TÂCHES ET EXERCICES >>
**a.** Dans le passage sur le Soleil du Grand Est, à quoi la hiérarchie est-elle comparée dans le monde du Soleil du Grand Est ?
**b.** Imprimez le passage sur le Soleil du Grand Est en commençant aux mots « Par contre, la » et en vous arrêtant après « ne pas voir. ».
**c.** Poursuivez le texte sur le Soleil du Grand Est et le Soleil Couchant à partir de l'endroit où il s'arrête.

PASSAGE EXTRAIT >>

════════════════════

Par contre, la perspective du Soleil du Grand Est amène une approche très écologique, une démarche qui provient d’une double prise de conscience : en même temps que l’on découvre ce qu’il convient de faire dans une situation précise, on voit l’enchaînement organique des situations. (…) Dans le monde du Soleil du Grand Est, la hiérarchie est comme une plante fleurie qui pousse vers le haut, alors que pour le Soleil Couchant, la hiérarchie est comme un couvercle qui écrase les gens et les maintient à leur place. Dans l’optique du Soleil du Grand Est, il est possible de cultiver même les criminels, de les encourager à manifester une plus grande maturité ; par contre, dans l’optique du Soleil Couchant ils sont irrécupérables et on les exclut, ils n’ont pas l’ombre d’une chance. Ils font partie des ordures que nous préférons ne pas voir.

(Chögyam Trungpa, in "Shambhala – La voie sacrée du guerrier" (1984))

════════════════════

[Relevés de pointage]
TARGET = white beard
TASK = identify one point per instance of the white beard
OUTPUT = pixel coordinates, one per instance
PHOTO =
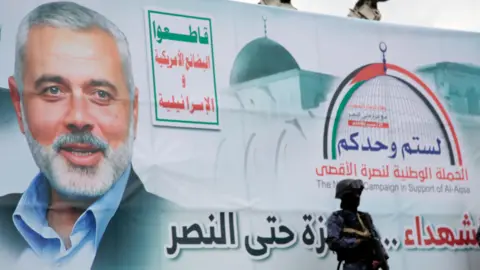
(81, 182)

════════════════════

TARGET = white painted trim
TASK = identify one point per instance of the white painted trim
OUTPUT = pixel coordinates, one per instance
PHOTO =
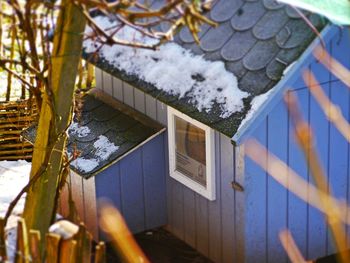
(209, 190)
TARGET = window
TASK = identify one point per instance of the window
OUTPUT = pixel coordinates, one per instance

════════════════════

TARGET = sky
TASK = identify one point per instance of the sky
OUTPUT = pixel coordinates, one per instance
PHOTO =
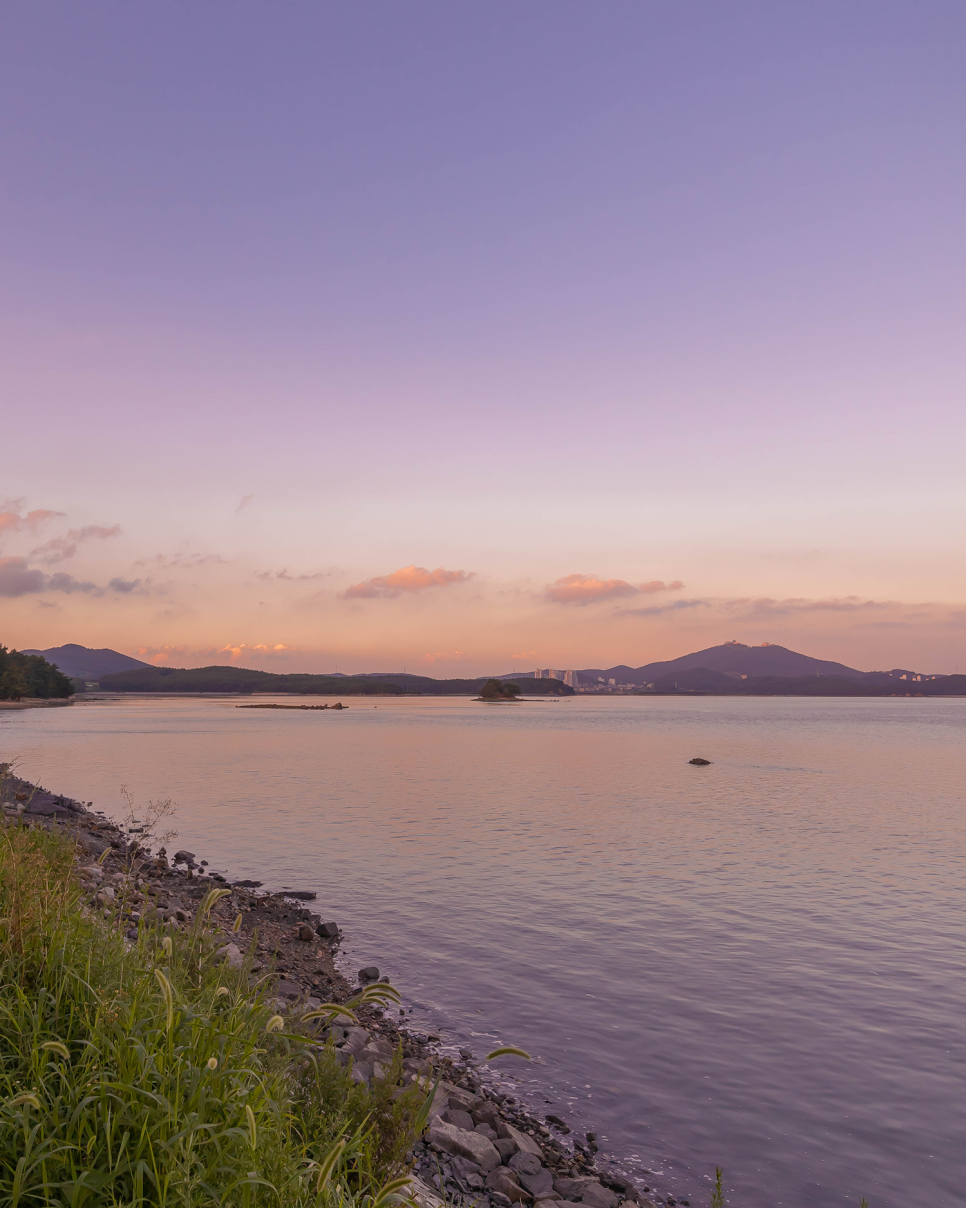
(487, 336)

════════════════════

RÉSULTATS PAR TÂCHE >>
**a.** À une plante fleurie qui pousse vers le haut.

**b.**
Par contre, la perspective du Soleil du Grand Est amène une approche très écologique, une démarche qui provient d’une double prise de conscience : en même temps que l’on découvre ce qu’il convient de faire dans une situation précise, on voit l’enchaînement organique des situations. (…) Dans le monde du Soleil du Grand Est, la hiérarchie est comme une plante fleurie qui pousse vers le haut, alors que pour le Soleil Couchant, la hiérarchie est comme un couvercle qui écrase les gens et les maintient à leur place. Dans l’optique du Soleil du Grand Est, il est possible de cultiver même les criminels, de les encourager à manifester une plus grande maturité ; par contre, dans l’optique du Soleil Couchant ils sont irrécupérables et on les exclut, ils n’ont pas l’ombre d’une chance. Ils font partie des ordures que nous préférons ne pas voir.

**c.**
lundi 22 juillet 2019

vacance

Il paraît que nous sommes en juillet, ensuite de quoi ce sera août.
Il fait chaud aussi.
Binh-Dû reviendra quand le temps s'y prêtera mieux,
peut-être entre deux canicules ?
Au plus tard dans pas si longtemps.
(Voir ci-contre.)
Et l'on verra bien quel jour de quel mois nous serons.

samedi 20 juillet 2019

20 janvier


           Une seule fois à chaque fois. Chaque embranchement ordonne une irrévocable décision. Si tu retournes plus tard sur tes pas pour suivre une autre direction, rien de ce qui attendait ne t’aura attendu. Ou si, peut-être un semblant d’équivalence, mais tu sais bien que le temps écoulé est irrattrapable. La vie que tu aurais pu vivre, tu ne l’as pas vécue, impossible de revenir là-dessus. La vie que tu mènes est une addition continue de conséquences. L’homme que tu es ne pourrait pas être différent de l’homme que tu es.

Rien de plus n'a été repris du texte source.